### Text passage

Ibudilast in Progressive MS: Study Results Released

This week, the results from a clinical trial of 250 participants with progressive MS were released and showed that ibudilast on had a significant impact in slowing down brain volume loss (or brain atrophy). This study was led by the Cleveland Clinic in Ohio and was supported by the National Institute of Neurological Disorders and Stroke, part of the National Institutes of Health. The results were published in the New England Journal of Medicine.

The study, led by Dr. Robert Fox at Cleveland Clinic, and conducted at 28 clinical sites, examined whether ibudilast was better than placebo in reducing the rate of brain atrophy in people living with progressive MS.  The Rocky Mountain MS Center was one of the clinical sites in the nation, led by Dr. Enrique Alvarez. For the study, 255 MS patients were randomized to take up to 10 capsules of ibudilast or placebo per day for 96 weeks. Participants had MRI brain scans every six months and the MRI images were analyzed to determine brain changes in the two groups.

### Tasks to perform
1/ According to the ibudilast article, which journal published the study results?
2/ Condense the paragraph of the ibudilast article that begins "The study, led by Dr. Robert Fox" into a bulleted list that keeps its main facts.
3/ From the ibudilast article, extract the passage starting at "This week, the" and ending at "Journal of Medicine.".
The listing comes from a separate source unrelated to the ibudilast article.

### Data extracts
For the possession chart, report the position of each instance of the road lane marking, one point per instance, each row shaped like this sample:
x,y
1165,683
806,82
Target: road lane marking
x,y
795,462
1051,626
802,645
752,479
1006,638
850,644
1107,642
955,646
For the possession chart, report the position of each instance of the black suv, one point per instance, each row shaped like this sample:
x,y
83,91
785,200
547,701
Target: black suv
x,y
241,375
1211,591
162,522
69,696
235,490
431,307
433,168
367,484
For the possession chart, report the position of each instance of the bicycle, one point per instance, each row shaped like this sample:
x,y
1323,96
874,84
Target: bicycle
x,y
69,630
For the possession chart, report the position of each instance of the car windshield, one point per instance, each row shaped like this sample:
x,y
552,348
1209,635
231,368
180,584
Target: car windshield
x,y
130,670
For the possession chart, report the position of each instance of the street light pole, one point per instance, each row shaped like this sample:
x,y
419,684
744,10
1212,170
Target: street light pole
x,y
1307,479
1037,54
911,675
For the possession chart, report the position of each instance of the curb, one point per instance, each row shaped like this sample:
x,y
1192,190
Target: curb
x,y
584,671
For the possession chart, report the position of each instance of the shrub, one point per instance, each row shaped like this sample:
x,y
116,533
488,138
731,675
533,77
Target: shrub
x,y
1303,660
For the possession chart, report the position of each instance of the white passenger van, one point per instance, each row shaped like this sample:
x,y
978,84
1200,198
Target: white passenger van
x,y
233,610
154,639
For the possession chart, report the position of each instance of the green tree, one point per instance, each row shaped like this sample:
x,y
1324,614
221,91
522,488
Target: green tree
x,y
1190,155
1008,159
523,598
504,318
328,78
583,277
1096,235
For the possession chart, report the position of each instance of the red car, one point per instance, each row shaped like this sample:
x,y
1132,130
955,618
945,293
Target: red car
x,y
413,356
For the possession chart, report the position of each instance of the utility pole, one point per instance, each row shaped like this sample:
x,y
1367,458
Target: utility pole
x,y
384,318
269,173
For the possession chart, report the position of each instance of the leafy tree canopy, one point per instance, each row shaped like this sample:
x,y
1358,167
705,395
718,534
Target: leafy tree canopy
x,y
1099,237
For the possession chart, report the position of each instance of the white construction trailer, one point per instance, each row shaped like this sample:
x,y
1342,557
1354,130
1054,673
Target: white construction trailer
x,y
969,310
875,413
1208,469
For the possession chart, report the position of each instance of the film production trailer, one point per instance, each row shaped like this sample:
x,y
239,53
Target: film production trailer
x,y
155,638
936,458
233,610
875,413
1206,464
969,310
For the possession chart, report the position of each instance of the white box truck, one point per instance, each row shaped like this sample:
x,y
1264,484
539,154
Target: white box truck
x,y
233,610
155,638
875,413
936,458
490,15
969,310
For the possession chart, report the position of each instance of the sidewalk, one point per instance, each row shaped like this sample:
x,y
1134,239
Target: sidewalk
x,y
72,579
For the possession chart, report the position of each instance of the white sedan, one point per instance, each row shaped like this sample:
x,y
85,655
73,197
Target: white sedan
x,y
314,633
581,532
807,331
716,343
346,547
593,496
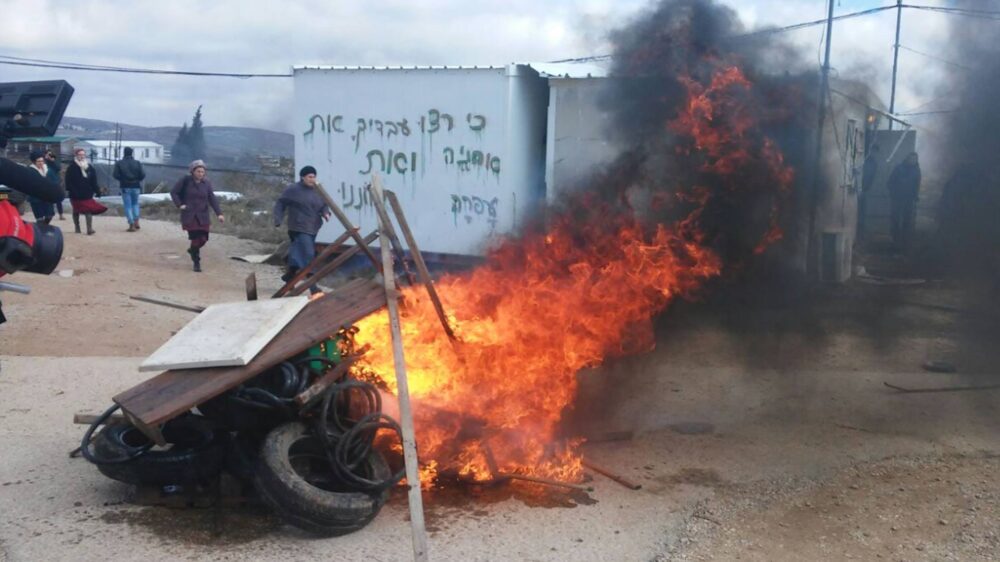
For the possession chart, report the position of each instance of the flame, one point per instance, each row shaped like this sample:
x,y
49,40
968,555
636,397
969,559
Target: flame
x,y
549,304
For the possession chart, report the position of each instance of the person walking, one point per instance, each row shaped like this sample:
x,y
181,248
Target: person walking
x,y
43,210
306,212
193,195
129,173
53,174
81,184
904,188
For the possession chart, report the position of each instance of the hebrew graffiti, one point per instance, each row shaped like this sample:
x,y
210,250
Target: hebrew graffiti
x,y
479,119
471,159
401,162
474,208
354,197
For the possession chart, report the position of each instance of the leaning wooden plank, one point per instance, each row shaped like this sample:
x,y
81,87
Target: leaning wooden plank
x,y
333,265
164,302
378,201
225,335
418,259
349,226
330,249
410,461
171,393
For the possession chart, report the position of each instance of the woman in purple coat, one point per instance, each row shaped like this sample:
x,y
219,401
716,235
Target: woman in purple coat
x,y
193,195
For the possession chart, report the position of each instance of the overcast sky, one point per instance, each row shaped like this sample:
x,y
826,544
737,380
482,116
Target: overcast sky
x,y
254,36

### Exercise results
1/ The New England Journal of Medicine.

2/
- Led by Dr. Robert Fox at Cleveland Clinic and run at 28 clinical sites
- Tested whether ibudilast beat placebo at slowing brain atrophy in people with progressive MS
- The Rocky Mountain MS Center, led by Dr. Enrique Alvarez, was one of the sites
- 255 MS patients were randomized to up to 10 capsules of ibudilast or placebo daily for 96 weeks
- MRI brain scans were taken every six months and analyzed to compare brain changes between the two groups

3/
This week, the results from a clinical trial of 250 participants with progressive MS were released and showed that ibudilast on had a significant impact in slowing down brain volume loss (or brain atrophy). This study was led by the Cleveland Clinic in Ohio and was supported by the National Institute of Neurological Disorders and Stroke, part of the National Institutes of Health. The results were published in the New England Journal of Medicine.